- Task objective:
Copy every row below verbatim, keeping each line unchanged and in the same order.

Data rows
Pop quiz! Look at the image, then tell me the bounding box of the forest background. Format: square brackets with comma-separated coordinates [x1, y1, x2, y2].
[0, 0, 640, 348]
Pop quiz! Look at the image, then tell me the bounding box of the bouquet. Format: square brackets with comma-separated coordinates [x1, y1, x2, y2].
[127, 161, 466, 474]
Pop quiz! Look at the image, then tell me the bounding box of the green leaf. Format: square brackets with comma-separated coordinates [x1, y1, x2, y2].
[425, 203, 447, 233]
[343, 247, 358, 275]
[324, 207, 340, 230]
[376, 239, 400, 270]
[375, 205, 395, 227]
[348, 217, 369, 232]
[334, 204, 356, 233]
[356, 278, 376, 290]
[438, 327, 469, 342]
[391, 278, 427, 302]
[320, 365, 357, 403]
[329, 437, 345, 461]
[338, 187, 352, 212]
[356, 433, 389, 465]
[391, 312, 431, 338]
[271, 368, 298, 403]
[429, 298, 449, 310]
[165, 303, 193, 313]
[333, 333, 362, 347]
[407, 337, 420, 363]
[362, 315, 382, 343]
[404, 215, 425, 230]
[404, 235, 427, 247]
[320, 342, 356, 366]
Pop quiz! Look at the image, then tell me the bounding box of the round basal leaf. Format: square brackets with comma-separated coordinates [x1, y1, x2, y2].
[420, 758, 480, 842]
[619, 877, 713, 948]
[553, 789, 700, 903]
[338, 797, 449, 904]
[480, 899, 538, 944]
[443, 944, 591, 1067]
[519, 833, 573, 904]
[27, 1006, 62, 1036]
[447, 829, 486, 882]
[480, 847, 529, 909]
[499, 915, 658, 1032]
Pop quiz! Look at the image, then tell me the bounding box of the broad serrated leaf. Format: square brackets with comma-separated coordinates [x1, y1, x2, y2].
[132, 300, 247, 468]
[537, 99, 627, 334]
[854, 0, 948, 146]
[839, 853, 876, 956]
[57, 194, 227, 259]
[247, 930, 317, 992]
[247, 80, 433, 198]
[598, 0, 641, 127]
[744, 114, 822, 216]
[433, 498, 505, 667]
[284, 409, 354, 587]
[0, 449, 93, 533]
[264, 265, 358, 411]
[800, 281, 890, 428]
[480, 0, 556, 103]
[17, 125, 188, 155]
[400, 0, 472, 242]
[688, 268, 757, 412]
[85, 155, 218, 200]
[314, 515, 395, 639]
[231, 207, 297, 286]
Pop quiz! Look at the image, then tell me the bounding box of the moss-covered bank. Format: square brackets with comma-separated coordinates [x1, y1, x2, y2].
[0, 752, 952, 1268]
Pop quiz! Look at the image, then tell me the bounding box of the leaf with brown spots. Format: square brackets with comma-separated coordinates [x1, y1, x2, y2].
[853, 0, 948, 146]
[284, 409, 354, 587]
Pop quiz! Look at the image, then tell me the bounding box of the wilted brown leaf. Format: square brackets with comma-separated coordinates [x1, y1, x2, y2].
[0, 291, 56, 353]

- Correct output:
Pop quiz! Look at the image, then tell me the bounding box of the forest background. Format: square brackets with comma-separated coordinates [x1, y1, x2, y2].
[0, 0, 640, 348]
Pop quiz! Look at the image, then tell me the bounding box of the bouquet. Format: square brackets with comma-separated coordinates [x1, y1, x2, y2].
[127, 161, 466, 474]
Pop quiz! Look at the image, then tell me the bounding box of the green leaf. Format: square brackets with comma-separated coordinates [x1, y1, x2, y2].
[425, 203, 447, 233]
[343, 247, 358, 275]
[324, 207, 340, 230]
[376, 239, 400, 270]
[375, 205, 395, 227]
[348, 217, 369, 232]
[334, 204, 356, 233]
[356, 278, 376, 290]
[438, 327, 469, 342]
[391, 278, 427, 302]
[320, 365, 357, 403]
[329, 437, 345, 461]
[338, 187, 352, 212]
[356, 433, 389, 465]
[391, 312, 431, 338]
[271, 368, 298, 403]
[429, 298, 449, 310]
[165, 303, 193, 313]
[333, 333, 362, 347]
[407, 337, 420, 363]
[362, 315, 382, 343]
[404, 215, 425, 230]
[404, 235, 427, 247]
[320, 342, 356, 366]
Pop quiz! Look at the image, then tell me the bounding box of the round basal leaf. Format: square brackets with comma-separated coordinates [x1, y1, x2, y2].
[420, 758, 480, 842]
[619, 877, 713, 948]
[553, 789, 700, 903]
[338, 797, 449, 904]
[480, 899, 538, 944]
[443, 944, 591, 1067]
[519, 833, 573, 904]
[27, 1006, 62, 1036]
[447, 829, 486, 882]
[480, 847, 529, 909]
[499, 915, 658, 1032]
Pop quiz! Look at the image, then tell me the bounding box of the broad serrated leaf. Format: square brackets with comma-separated coordinates [x1, y1, x2, y2].
[132, 300, 247, 468]
[537, 99, 627, 334]
[854, 0, 948, 146]
[839, 853, 876, 956]
[57, 194, 227, 259]
[247, 930, 317, 992]
[247, 80, 433, 198]
[598, 0, 641, 127]
[744, 114, 822, 216]
[433, 498, 505, 667]
[284, 409, 354, 587]
[0, 449, 93, 533]
[264, 265, 358, 411]
[800, 281, 890, 428]
[480, 0, 556, 103]
[17, 125, 188, 155]
[400, 0, 472, 242]
[688, 268, 757, 412]
[85, 155, 218, 200]
[314, 515, 395, 639]
[231, 207, 297, 286]
Pop quiz! Look at the image, then tell me the bounding box of the moss-covered bank. Format: square brackets with comma-separated coordinates [x1, y1, x2, y2].
[0, 752, 952, 1268]
Pop quiz! Look at the image, then tell me the bounding box of the leaf with brown spots. Format: square brackets with comma-separated coordinates [x1, y1, x2, y2].
[853, 0, 948, 146]
[284, 409, 354, 587]
Pop quiz! Look at the image, then tell me the bounding box of the wilted brown leaf. Format: square brackets with comma-separated coordinates [x1, y1, x2, y2].
[0, 291, 56, 353]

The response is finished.